TASK INSTRUCTIONS: Rewrite the part of the entries below that starts with the line containing "the man with" and ends with the line containing "[(340, 228), (48, 151)]", both included, as a Markdown table with the columns "Number" and "Text". Give each line its own row and leave out blank lines.
######
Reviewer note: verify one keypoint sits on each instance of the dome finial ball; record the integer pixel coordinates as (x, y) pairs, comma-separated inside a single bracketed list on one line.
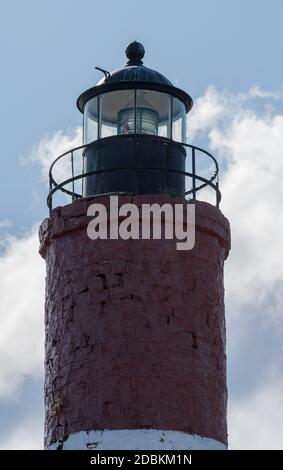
[(135, 52)]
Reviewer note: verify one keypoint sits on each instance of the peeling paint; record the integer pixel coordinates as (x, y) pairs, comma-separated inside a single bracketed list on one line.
[(137, 439)]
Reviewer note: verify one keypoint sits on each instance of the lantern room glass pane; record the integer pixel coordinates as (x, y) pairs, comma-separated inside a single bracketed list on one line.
[(153, 113), (178, 121), (91, 121), (117, 113)]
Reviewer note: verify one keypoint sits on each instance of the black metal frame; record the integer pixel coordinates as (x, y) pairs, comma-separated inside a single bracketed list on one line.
[(212, 182), (100, 107), (134, 85)]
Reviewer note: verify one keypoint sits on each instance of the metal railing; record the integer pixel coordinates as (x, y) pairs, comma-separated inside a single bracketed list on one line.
[(67, 186)]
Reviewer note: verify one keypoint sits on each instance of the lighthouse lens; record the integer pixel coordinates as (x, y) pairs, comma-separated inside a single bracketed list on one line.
[(146, 121)]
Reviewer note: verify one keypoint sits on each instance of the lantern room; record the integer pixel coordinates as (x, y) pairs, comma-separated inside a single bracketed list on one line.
[(134, 127)]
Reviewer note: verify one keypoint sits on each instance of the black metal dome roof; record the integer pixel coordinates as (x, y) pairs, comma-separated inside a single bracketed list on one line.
[(135, 73), (133, 76), (135, 70)]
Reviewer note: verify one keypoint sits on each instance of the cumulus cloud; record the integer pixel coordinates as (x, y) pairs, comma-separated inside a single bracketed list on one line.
[(50, 147), (21, 313), (27, 435), (246, 135)]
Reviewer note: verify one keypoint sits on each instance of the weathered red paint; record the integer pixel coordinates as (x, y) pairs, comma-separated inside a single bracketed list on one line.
[(135, 330)]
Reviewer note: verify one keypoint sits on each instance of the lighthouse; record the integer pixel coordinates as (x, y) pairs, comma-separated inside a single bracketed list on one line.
[(135, 328)]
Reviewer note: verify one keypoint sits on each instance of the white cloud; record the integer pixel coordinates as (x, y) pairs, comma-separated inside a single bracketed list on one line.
[(256, 422), (5, 224), (50, 147), (21, 313), (248, 141), (28, 435)]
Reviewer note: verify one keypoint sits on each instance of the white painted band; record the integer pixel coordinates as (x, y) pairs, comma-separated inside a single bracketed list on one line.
[(136, 439)]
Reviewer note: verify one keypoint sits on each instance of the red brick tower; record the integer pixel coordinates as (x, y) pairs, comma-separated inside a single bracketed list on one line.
[(135, 328)]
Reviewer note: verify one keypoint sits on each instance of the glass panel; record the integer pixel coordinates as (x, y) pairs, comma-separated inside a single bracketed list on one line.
[(179, 121), (117, 112), (90, 121), (153, 113)]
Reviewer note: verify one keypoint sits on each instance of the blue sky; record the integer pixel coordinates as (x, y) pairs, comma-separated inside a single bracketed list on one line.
[(228, 56)]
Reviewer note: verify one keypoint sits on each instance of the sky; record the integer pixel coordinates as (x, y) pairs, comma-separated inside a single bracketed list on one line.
[(228, 57)]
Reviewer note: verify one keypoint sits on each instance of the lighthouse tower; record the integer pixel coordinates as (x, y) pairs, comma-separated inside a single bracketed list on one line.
[(135, 328)]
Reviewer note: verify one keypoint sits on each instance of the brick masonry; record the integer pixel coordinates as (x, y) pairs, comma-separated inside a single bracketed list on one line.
[(135, 330)]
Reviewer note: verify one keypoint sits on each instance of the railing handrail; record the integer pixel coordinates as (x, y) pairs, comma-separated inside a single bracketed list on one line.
[(54, 186)]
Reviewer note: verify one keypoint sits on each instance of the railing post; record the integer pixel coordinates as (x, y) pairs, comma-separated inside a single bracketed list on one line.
[(50, 199), (217, 191), (73, 183), (83, 170), (194, 171)]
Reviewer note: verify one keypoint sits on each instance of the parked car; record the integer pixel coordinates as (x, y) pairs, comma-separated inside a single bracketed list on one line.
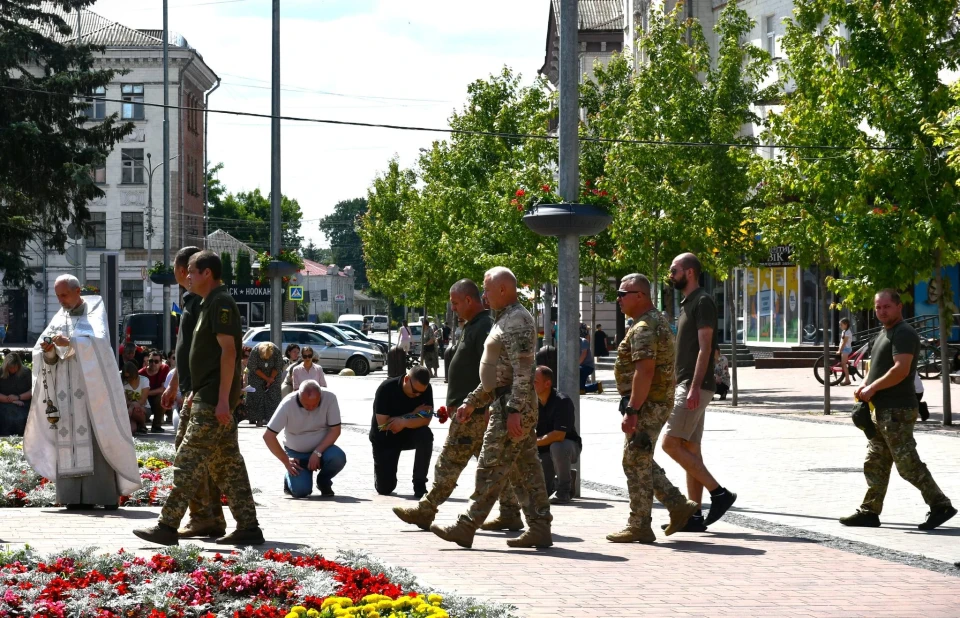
[(376, 323), (331, 355)]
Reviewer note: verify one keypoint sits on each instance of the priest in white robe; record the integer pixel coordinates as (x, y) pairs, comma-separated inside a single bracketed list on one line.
[(89, 453)]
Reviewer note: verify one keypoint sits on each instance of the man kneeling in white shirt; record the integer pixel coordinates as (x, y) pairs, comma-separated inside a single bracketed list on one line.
[(310, 421)]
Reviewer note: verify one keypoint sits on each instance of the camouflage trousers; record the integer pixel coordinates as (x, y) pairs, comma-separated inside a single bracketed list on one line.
[(646, 479), (894, 444), (464, 441), (210, 448), (503, 460), (205, 507)]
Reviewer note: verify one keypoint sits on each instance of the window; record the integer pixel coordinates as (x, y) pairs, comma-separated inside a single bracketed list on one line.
[(771, 28), (132, 161), (99, 174), (96, 105), (131, 230), (131, 295), (132, 108), (97, 231)]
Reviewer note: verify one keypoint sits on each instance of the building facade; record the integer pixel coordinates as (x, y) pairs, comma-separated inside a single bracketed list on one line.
[(122, 220)]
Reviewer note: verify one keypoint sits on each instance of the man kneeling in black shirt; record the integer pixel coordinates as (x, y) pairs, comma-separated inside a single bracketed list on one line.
[(396, 397), (558, 443)]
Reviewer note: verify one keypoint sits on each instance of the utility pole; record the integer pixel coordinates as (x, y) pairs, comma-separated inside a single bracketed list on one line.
[(165, 311), (276, 289)]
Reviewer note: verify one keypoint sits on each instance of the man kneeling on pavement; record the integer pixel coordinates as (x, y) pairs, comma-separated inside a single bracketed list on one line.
[(310, 421), (558, 443), (396, 428)]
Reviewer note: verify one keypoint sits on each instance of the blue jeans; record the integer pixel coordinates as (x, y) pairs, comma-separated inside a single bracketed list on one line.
[(331, 463), (584, 374)]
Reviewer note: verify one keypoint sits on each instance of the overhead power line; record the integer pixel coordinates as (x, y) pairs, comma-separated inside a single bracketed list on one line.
[(518, 136)]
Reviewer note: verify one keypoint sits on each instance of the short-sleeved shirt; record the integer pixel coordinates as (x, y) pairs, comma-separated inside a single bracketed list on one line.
[(218, 316), (900, 339), (557, 415), (464, 372), (188, 322), (649, 337), (390, 400), (304, 430), (698, 310), (17, 384)]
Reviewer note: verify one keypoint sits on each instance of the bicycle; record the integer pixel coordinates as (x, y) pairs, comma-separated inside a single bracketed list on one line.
[(854, 366)]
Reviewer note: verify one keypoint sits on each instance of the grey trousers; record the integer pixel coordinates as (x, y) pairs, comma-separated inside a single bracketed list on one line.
[(557, 462)]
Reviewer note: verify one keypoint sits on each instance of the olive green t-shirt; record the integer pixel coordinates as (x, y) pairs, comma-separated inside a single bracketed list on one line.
[(218, 315), (696, 311), (901, 339)]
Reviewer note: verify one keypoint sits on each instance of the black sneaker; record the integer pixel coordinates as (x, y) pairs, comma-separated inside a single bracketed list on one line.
[(719, 505), (937, 516), (861, 519), (694, 524)]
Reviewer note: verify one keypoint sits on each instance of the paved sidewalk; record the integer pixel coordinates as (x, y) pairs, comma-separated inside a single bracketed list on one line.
[(732, 570)]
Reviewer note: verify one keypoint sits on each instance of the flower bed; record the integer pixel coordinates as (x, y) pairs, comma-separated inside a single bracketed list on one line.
[(181, 583), (21, 486)]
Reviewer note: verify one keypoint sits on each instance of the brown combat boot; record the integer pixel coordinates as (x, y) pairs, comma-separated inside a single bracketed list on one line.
[(460, 533), (679, 517), (420, 516), (511, 522), (634, 534), (537, 535)]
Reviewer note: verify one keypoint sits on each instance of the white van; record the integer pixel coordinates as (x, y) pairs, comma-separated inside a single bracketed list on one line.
[(351, 319)]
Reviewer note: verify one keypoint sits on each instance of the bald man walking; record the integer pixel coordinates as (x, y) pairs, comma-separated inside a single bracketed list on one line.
[(510, 442)]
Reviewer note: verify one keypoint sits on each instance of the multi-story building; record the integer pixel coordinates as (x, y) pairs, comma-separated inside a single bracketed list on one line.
[(121, 220)]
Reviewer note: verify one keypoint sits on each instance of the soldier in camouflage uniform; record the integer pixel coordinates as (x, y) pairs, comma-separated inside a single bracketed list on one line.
[(645, 379), (464, 438), (210, 442), (510, 442), (893, 405)]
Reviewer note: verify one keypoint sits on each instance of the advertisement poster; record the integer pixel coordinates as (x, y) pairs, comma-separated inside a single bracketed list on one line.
[(926, 295)]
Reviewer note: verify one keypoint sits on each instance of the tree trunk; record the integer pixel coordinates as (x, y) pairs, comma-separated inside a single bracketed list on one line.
[(732, 304), (825, 323), (946, 324)]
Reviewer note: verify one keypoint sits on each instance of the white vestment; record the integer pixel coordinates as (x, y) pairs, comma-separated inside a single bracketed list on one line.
[(85, 386)]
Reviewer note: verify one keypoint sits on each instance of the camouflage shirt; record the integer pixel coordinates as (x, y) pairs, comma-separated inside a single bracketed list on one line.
[(649, 337), (513, 340)]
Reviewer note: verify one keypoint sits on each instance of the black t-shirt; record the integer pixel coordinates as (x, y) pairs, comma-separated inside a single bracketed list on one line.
[(696, 311), (557, 415), (188, 322), (390, 400), (901, 339), (218, 315)]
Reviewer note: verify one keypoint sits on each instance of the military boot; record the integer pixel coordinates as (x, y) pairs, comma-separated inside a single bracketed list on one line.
[(537, 535), (420, 516), (634, 534), (511, 522), (460, 533), (679, 517)]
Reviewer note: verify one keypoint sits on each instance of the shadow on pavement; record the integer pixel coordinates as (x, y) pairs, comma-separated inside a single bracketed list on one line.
[(710, 548)]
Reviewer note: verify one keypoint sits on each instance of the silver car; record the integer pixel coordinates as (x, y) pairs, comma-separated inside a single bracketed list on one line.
[(329, 353)]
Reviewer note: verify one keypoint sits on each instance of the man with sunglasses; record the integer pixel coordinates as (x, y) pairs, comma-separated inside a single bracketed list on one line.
[(696, 340), (391, 433), (510, 443), (645, 380)]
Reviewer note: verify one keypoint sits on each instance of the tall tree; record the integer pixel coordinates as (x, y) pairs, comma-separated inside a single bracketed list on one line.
[(340, 228), (48, 151)]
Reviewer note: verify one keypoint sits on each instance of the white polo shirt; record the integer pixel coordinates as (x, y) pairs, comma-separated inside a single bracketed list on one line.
[(304, 430)]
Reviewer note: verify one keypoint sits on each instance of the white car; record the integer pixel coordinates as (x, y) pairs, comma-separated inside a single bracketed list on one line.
[(329, 353)]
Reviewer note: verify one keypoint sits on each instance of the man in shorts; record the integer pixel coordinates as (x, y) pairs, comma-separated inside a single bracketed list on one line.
[(696, 384)]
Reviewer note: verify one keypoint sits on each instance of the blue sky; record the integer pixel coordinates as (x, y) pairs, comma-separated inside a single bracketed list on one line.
[(390, 61)]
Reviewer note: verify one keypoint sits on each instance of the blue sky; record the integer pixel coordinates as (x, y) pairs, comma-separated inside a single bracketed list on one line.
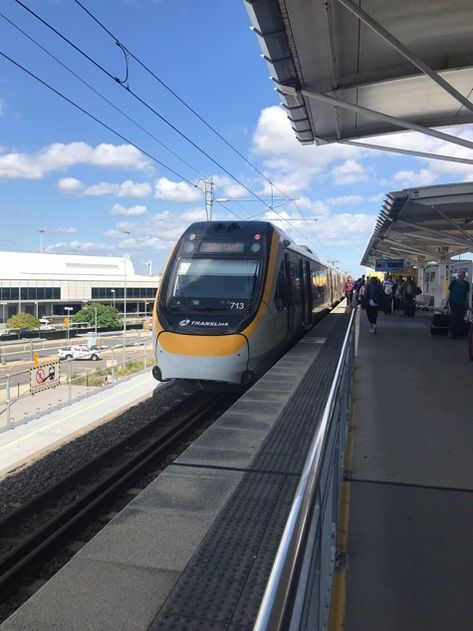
######
RESPONSE TO THE EXERCISE:
| Number | Text |
|---|---|
| 1 | Reviewer note: verify one keypoint sits on each instance of the man with sunglasses; record the integer pixel coordinates as (x, y) pairs, comma-separated inside a single bracketed list on one line. |
| 2 | [(696, 340), (391, 433), (510, 443), (645, 380)] |
| 3 | Reviewer note: verify one keypoint sits on each instance of the tall tree; record the integer pixel coordinates as (x, y) pairs, comma-separated inside a single bracketed list on one line. |
| 4 | [(340, 228), (48, 151)] |